### TASK STATEMENT
Would you copy only the lines below, from the one containing "Detect each brick" through the very last one, leaving the pictures out?

### SUPPLIED DATA
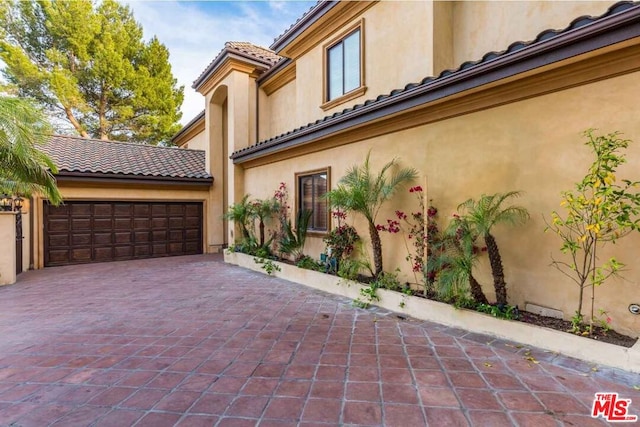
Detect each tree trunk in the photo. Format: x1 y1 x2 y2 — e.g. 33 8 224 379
469 274 489 305
259 220 265 247
64 107 88 138
369 221 383 278
485 232 507 306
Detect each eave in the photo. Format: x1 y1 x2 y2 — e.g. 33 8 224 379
55 171 213 187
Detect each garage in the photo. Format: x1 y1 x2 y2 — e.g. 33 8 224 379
44 201 203 267
33 135 213 269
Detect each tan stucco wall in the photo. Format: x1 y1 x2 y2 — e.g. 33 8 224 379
240 70 640 336
264 1 433 141
260 1 616 144
32 184 212 269
260 79 297 140
183 130 207 152
0 212 17 285
452 1 612 65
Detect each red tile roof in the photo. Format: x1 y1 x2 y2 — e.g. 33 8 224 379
41 135 211 180
193 42 282 90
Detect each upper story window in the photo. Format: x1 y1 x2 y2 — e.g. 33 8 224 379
322 20 366 110
327 29 360 100
296 168 330 233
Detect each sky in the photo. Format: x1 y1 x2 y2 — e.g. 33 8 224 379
125 1 316 125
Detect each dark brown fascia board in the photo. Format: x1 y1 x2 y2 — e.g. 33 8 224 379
171 110 205 143
232 5 640 164
270 1 340 52
256 58 293 84
193 49 275 91
55 171 213 186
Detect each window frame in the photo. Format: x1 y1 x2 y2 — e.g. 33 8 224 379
321 19 366 111
294 167 331 235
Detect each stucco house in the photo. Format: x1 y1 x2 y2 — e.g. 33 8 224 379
171 0 640 335
13 1 637 335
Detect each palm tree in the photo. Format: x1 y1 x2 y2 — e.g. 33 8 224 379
0 96 62 204
428 216 489 304
458 191 529 306
224 195 253 243
326 152 418 278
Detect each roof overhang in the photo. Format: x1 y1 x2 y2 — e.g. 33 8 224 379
232 2 640 165
270 1 374 58
193 51 274 94
172 111 205 146
55 171 213 187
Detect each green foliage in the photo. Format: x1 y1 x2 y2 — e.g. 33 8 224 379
548 130 640 333
427 216 477 303
323 210 360 261
0 0 183 144
254 257 280 276
373 270 402 291
0 95 61 204
325 151 418 278
224 195 253 242
337 258 367 281
225 194 279 254
296 255 324 271
354 282 380 309
475 303 519 320
278 209 312 262
458 191 529 306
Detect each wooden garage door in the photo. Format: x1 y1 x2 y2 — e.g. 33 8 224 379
44 201 203 267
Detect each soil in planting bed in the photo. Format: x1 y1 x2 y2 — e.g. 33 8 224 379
518 310 637 348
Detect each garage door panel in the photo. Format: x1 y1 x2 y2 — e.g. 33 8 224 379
114 246 133 258
134 231 150 242
71 204 91 215
169 217 184 228
93 247 113 261
72 248 92 262
94 219 112 230
94 204 112 216
45 201 202 266
71 234 91 246
134 205 149 216
152 244 167 255
71 218 91 230
114 232 132 244
94 233 112 245
48 219 69 232
134 218 149 229
114 218 131 230
48 249 70 264
151 217 167 228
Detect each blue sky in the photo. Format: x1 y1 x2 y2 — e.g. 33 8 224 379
126 1 316 124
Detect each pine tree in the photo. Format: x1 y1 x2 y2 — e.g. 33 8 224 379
0 0 184 145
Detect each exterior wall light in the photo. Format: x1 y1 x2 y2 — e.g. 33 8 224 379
0 194 12 211
13 196 23 211
629 304 640 315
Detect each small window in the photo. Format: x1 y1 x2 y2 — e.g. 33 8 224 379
296 169 330 232
322 20 366 110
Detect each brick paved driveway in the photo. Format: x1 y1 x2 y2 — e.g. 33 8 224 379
0 254 637 426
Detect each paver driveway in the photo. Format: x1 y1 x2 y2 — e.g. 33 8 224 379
0 254 637 426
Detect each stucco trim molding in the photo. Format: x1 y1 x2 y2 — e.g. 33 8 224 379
55 171 213 186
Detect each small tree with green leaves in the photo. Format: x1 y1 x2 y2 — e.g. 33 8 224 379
547 130 640 333
325 152 418 278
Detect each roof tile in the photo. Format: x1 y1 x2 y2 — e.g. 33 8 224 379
41 135 211 180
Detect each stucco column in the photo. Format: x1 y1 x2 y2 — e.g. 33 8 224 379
0 212 17 285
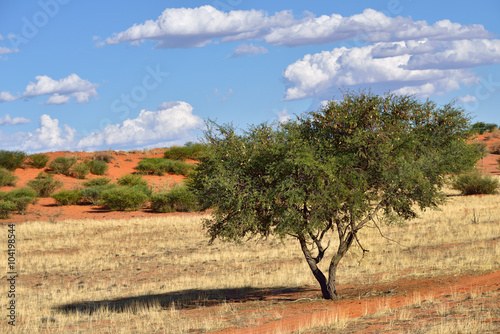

### EXERCISE OUTPUT
Detect each brick paved driveway in the photo. Format: x1 y1 x2 y2 — e.g. 33 8 224 379
0 254 637 426
Detect each paver driveway in the photo. Format: x1 y1 x2 y2 — e.g. 33 8 224 379
0 254 637 426
Detect each stucco trim molding in the photo. Format: x1 y1 x2 y2 — e.g. 33 8 224 379
55 171 213 186
Detect each small tree with green leaves in the photo. Format: x1 y1 x2 y2 — e.g. 33 8 224 379
547 130 640 333
325 152 418 278
Detect each roof tile in the photo. Format: x1 y1 x2 y2 — e.g. 33 8 224 379
41 135 211 180
Detect each stucco column in the photo. Format: x1 y1 x2 y2 — e.g. 33 8 224 379
0 212 17 285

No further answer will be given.